Ausgangstext:
★ ★ ★ ★

Die Chronik von
Zimmern
Die Zimmerische Chronik wurde
in den Jahren 1564/66 von Graf Froben Christoph von Zimmern
und seinem Sekretär Johannes Müller erstellt. Froben
Christoph von Zimmern gilt als einer der genialsten Erzähler
seiner Zeit, die Chronik ist eine herausragende Quelle zur
Adelskultur des 16. Jahrhunderts, zu Werten und
Familienleben ebenso wie zur Volkskultur. Uns interessieren
hier freilich nur diejenigen Abschnitte, die sich mit dem
Zeitalter der Kreuzzüge beschäftigen, denn auch dazu bietet
die Chronik eine reiche Fülle von nirgendwo sonst
erhältlichen Informationen.

★ ★ ★ ★

Vorliegende Datensätze:
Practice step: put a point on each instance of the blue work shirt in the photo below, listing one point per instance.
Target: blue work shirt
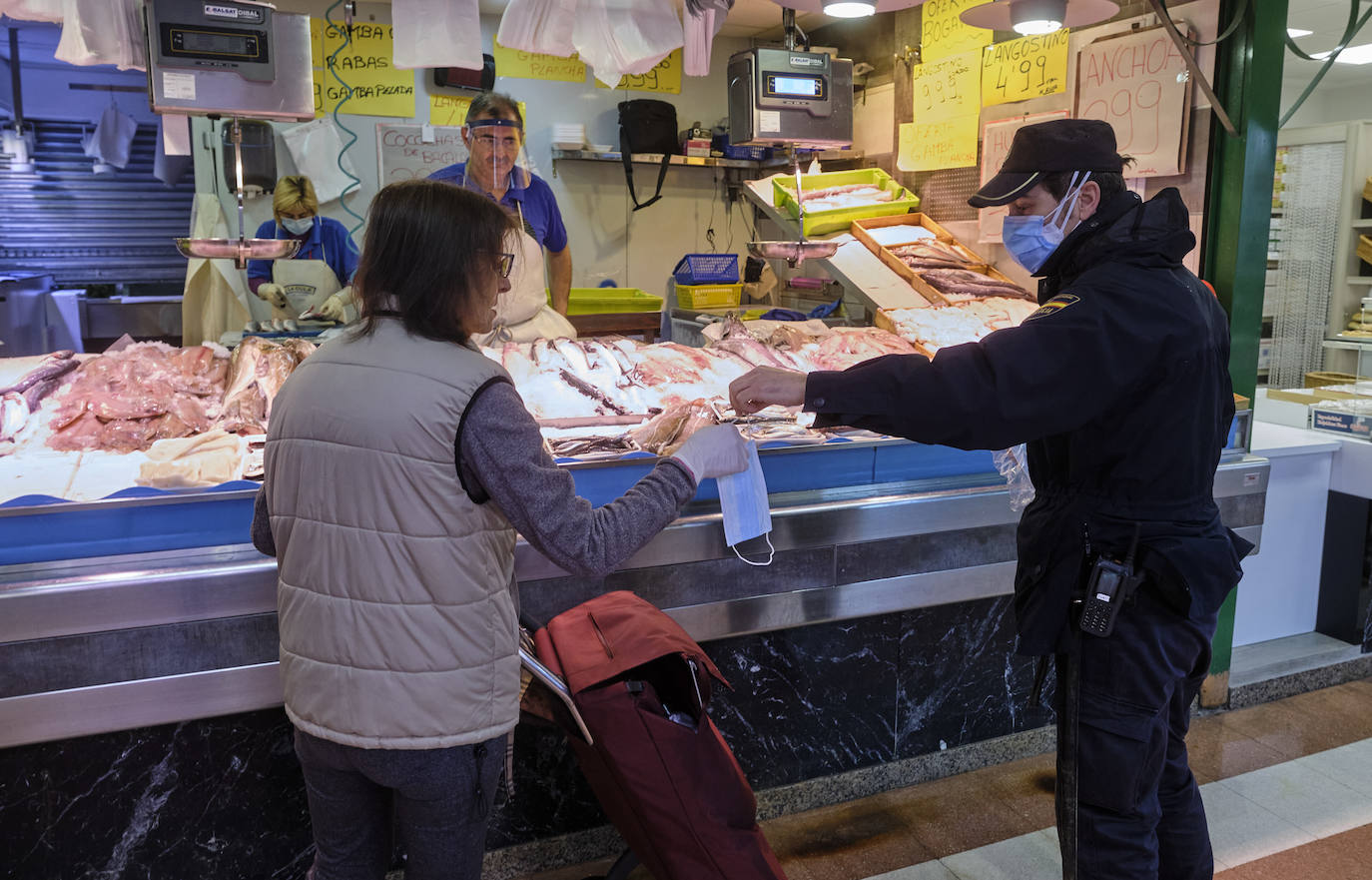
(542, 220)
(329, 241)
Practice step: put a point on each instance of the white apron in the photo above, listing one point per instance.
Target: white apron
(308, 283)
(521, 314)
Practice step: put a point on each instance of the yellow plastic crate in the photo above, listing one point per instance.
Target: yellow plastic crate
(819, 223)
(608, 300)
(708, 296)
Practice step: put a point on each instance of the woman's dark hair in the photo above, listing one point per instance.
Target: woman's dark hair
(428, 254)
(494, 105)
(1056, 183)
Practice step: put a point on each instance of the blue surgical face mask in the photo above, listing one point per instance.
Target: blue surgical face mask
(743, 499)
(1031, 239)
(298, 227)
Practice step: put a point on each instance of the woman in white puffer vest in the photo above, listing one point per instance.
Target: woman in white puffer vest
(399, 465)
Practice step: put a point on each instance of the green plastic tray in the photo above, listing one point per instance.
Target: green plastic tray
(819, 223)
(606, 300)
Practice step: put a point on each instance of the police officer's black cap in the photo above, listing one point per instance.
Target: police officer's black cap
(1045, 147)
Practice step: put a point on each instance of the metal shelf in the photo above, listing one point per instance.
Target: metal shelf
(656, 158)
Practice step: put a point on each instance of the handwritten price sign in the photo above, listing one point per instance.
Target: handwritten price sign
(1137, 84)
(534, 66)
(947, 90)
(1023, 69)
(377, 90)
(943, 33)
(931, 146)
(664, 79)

★ ★ ★ ★

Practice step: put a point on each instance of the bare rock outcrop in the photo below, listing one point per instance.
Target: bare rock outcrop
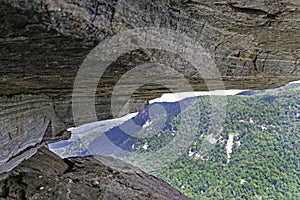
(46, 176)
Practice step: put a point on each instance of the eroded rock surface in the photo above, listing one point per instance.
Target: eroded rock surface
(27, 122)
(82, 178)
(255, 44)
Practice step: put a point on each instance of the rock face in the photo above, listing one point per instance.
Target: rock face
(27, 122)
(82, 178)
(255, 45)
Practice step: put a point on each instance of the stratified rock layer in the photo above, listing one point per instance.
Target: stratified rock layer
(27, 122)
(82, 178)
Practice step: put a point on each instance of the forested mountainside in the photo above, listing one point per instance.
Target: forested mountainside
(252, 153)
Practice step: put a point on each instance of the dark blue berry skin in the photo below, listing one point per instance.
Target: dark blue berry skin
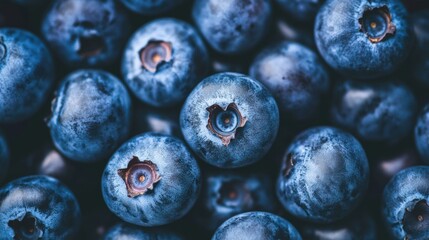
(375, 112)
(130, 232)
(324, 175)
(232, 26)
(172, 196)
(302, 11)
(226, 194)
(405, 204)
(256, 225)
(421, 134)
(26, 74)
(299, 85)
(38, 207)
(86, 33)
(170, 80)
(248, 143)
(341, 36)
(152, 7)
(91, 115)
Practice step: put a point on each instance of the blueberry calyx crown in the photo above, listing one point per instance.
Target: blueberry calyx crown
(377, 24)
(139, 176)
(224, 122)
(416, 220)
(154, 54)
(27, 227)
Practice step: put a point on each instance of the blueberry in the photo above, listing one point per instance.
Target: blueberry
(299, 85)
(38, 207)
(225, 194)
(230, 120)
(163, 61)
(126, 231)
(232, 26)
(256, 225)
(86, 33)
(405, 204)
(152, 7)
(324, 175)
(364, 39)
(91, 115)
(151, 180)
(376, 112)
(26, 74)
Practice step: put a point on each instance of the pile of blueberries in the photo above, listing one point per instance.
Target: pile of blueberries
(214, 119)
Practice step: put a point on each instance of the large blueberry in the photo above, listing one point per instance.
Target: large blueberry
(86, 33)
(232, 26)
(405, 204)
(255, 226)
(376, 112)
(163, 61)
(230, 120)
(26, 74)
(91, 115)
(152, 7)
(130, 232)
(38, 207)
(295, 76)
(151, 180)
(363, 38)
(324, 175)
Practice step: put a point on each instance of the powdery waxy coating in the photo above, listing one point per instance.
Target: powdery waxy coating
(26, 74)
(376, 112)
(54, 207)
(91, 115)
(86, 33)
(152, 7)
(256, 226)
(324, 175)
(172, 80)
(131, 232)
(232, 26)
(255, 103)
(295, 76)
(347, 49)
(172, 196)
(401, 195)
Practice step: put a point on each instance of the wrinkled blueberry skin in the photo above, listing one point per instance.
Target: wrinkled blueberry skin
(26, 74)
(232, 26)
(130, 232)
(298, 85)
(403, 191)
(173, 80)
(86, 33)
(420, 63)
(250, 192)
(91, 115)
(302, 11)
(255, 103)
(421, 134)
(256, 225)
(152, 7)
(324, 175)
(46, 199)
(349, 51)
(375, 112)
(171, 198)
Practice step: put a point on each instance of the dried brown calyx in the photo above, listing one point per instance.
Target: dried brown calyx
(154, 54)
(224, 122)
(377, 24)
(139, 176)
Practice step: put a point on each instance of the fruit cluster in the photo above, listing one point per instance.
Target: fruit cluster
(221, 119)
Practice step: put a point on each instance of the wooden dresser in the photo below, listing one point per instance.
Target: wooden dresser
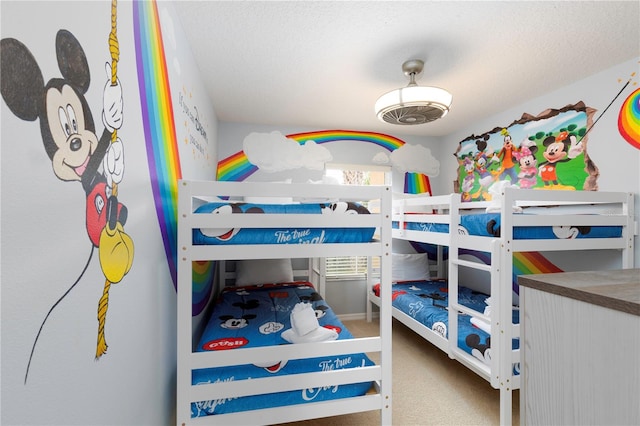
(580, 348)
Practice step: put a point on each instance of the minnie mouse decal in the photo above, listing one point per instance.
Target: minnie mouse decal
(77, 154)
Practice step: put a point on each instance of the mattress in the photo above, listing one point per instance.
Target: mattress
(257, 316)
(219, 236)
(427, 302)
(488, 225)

★ ★ ★ ★

Aufgabe: Schreibe die Passage aus dem Text über die Zimmerische Chronik neu, beginnend bei „Die Chronik von“ und endend bei „erhältlichen Informationen.“, und setze dabei „Schreiber“ an die Stelle von „Sekretär“. Die Datensätze stammen aus einer anderen Quelle.

Lösung:
Die Chronik von
Zimmern
Die Zimmerische Chronik wurde
in den Jahren 1564/66 von Graf Froben Christoph von Zimmern
und seinem Schreiber Johannes Müller erstellt. Froben
Christoph von Zimmern gilt als einer der genialsten Erzähler
seiner Zeit, die Chronik ist eine herausragende Quelle zur
Adelskultur des 16. Jahrhunderts, zu Werten und
Familienleben ebenso wie zur Volkskultur. Uns interessieren
hier freilich nur diejenigen Abschnitte, die sich mit dem
Zeitalter der Kreuzzüge beschäftigen, denn auch dazu bietet
die Chronik eine reiche Fülle von nirgendwo sonst
erhältlichen Informationen.